• **Work to be completed**:
Rescale the entries from the line with "outlet, it would be much appreciated." to the line with "568 214 L 552", both lines included. Write out every one of those lines again, requests included, but multiply each coordinate in the answers by 1.8 and round it to a whole number, with halves rounded up.

##### Data supplied #####

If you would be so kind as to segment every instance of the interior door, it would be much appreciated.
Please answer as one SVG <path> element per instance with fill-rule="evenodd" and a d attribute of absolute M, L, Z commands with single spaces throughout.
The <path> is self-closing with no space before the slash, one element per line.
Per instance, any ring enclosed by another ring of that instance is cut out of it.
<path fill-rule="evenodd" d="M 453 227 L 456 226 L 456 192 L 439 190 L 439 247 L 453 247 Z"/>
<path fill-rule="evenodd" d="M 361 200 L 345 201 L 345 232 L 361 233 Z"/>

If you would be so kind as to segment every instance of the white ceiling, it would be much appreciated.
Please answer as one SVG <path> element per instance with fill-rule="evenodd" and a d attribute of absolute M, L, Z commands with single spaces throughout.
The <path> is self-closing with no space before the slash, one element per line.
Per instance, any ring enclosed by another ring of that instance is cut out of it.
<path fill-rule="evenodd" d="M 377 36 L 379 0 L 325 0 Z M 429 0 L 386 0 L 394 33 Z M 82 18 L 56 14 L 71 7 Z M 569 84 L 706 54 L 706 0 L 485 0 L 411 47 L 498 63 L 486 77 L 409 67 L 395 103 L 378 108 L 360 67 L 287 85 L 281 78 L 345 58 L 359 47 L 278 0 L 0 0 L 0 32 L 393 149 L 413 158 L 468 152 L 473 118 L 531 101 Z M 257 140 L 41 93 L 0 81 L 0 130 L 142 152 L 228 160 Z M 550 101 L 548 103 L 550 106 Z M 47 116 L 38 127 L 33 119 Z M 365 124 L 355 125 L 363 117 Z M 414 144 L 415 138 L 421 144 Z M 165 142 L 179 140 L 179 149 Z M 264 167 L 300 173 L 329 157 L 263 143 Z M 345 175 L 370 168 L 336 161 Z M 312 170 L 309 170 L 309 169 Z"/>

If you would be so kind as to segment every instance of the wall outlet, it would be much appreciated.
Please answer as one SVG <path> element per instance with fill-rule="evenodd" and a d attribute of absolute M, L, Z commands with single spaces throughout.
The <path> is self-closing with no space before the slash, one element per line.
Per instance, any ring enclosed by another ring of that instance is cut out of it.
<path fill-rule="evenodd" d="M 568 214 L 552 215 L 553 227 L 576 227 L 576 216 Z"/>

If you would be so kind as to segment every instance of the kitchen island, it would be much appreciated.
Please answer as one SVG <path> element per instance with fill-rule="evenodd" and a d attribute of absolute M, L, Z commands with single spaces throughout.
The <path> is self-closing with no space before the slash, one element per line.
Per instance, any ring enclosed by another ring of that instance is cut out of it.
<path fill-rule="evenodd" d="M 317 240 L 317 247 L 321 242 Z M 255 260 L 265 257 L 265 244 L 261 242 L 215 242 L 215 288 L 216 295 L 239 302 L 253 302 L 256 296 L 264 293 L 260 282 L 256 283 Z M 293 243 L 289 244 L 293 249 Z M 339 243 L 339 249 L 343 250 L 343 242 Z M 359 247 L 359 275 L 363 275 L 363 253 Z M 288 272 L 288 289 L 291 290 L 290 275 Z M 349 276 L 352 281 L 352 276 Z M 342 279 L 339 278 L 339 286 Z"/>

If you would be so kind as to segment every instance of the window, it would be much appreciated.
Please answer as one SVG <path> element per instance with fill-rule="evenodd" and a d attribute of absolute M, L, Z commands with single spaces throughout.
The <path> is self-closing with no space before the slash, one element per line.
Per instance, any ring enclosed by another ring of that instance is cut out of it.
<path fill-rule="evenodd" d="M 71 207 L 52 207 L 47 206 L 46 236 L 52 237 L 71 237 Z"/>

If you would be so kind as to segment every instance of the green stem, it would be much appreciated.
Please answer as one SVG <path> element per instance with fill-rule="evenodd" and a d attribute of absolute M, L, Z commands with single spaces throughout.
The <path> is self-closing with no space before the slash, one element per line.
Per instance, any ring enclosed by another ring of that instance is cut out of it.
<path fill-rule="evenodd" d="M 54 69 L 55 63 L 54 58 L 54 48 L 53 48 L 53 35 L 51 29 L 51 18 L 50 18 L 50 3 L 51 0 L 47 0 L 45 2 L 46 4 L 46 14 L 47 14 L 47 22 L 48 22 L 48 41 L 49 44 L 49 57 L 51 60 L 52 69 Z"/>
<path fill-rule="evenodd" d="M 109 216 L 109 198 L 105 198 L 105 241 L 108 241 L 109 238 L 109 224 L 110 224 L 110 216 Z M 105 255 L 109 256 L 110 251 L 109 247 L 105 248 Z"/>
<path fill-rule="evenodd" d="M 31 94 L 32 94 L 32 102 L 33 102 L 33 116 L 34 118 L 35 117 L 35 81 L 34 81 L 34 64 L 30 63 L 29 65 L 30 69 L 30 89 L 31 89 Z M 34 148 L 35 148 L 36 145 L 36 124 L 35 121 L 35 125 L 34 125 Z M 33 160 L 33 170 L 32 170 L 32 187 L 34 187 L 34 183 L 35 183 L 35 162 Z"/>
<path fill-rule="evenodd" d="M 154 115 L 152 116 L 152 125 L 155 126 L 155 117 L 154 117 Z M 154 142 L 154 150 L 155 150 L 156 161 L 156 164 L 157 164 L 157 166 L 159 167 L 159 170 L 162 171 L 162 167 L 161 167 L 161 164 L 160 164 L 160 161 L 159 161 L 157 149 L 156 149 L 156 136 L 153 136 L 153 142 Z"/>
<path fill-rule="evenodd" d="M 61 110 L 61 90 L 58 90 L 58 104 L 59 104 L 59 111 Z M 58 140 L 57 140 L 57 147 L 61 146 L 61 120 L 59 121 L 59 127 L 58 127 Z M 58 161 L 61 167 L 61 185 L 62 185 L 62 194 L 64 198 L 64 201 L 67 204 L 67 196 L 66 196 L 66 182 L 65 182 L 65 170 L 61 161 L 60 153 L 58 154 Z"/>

#####

• **Task solution**:
If you would be so kind as to segment every instance of the wall outlet, it would be much appreciated.
Please answer as one SVG <path> element per instance with fill-rule="evenodd" and a d attribute of absolute M, L, Z commands with single spaces throughout.
The <path> is self-closing with no space before the slash, one element per line.
Per instance, any ring enclosed by another ring of that instance is cut out of it.
<path fill-rule="evenodd" d="M 1022 385 L 994 387 L 995 409 L 1037 409 L 1037 389 Z"/>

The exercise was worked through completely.